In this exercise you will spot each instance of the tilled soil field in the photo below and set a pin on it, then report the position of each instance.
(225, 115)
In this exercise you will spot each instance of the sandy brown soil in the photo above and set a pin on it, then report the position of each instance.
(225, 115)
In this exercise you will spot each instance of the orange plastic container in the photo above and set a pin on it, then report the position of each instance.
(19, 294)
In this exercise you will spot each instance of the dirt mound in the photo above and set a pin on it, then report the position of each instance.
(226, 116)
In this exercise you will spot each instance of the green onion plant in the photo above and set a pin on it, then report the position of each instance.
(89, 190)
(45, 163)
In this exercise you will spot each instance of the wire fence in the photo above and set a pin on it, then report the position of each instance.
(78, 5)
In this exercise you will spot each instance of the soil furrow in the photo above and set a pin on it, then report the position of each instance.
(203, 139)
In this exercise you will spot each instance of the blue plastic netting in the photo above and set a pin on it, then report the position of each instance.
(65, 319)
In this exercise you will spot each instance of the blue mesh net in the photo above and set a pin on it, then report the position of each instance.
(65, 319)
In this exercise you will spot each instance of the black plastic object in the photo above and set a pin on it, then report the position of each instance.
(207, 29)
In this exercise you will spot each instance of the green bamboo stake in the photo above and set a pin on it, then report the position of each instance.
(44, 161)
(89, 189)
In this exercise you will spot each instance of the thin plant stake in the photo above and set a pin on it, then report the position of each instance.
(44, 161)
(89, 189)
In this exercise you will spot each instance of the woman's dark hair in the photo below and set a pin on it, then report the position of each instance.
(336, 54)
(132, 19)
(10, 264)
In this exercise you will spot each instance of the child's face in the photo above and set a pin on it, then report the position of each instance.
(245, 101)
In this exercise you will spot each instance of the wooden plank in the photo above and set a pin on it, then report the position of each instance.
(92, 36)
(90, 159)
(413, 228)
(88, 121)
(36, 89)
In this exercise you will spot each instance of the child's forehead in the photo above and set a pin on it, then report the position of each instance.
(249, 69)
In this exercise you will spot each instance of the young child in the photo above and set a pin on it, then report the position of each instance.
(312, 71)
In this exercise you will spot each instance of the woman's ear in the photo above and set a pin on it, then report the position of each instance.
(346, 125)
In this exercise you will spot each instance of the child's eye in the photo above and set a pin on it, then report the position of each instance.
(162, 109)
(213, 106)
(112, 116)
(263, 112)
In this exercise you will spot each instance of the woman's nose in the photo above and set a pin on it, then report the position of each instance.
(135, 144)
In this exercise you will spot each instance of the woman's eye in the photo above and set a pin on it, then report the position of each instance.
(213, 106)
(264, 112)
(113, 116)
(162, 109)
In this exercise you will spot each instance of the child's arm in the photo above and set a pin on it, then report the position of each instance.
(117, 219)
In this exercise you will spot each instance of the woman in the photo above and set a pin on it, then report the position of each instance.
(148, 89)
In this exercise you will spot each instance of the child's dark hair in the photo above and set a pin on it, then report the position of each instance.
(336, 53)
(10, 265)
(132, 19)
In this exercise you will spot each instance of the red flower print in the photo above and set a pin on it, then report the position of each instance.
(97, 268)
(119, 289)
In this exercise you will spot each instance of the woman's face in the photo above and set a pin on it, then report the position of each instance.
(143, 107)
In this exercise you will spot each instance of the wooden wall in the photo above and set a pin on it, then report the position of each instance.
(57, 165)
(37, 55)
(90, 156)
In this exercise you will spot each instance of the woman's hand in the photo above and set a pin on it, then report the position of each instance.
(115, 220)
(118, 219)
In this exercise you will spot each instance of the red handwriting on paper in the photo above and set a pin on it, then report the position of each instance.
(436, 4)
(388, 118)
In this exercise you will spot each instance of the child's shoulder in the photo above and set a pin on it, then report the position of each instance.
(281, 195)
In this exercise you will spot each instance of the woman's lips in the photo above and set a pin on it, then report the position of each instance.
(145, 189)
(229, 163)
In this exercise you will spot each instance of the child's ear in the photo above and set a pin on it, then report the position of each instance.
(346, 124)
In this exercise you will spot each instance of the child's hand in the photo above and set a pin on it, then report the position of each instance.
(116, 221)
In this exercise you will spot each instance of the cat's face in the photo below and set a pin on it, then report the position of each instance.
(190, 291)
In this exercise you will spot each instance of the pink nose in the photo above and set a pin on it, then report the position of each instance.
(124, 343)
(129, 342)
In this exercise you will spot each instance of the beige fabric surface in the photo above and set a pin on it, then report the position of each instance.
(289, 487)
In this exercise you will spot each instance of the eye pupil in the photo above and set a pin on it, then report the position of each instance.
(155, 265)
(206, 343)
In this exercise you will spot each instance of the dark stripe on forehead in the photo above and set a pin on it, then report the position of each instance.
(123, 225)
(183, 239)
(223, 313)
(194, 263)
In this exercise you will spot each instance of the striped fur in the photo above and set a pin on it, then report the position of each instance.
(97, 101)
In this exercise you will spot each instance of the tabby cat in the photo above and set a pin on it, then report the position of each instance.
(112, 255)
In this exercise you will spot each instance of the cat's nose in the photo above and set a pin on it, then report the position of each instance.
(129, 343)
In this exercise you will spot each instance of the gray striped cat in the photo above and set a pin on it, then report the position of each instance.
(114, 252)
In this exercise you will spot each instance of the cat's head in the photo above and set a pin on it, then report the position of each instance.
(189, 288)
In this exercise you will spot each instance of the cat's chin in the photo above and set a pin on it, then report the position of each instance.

****************

- _ACTIVITY_: Copy out exactly the lines from the one containing "In this exercise you will spot each instance of the striped" through the last line above, keeping both end lines.

- _RESULT OF THE EXERCISE_:
In this exercise you will spot each instance of the striped fur in the photo above and set a pin on it, then report the position of each instance.
(97, 101)
In this exercise you will spot each instance of the tabby cat in the photo above and set a pin on it, then report the position of each instance.
(112, 255)
In this exercise you will spot each instance of the cat's nose in the photo above and set a pin on it, then report the position of each instance.
(129, 343)
In this exercise you will spot each instance of the gray striped cat in the photo above and set a pin on it, then report the position of each instance.
(114, 252)
In this exercise you will spot each instance of the cat's head in the photo above and set a pin on it, then report the position of each instance.
(189, 288)
In this exercise you will spot each instance of the cat's chin in the photo above and set a pin on it, then report the position of each instance.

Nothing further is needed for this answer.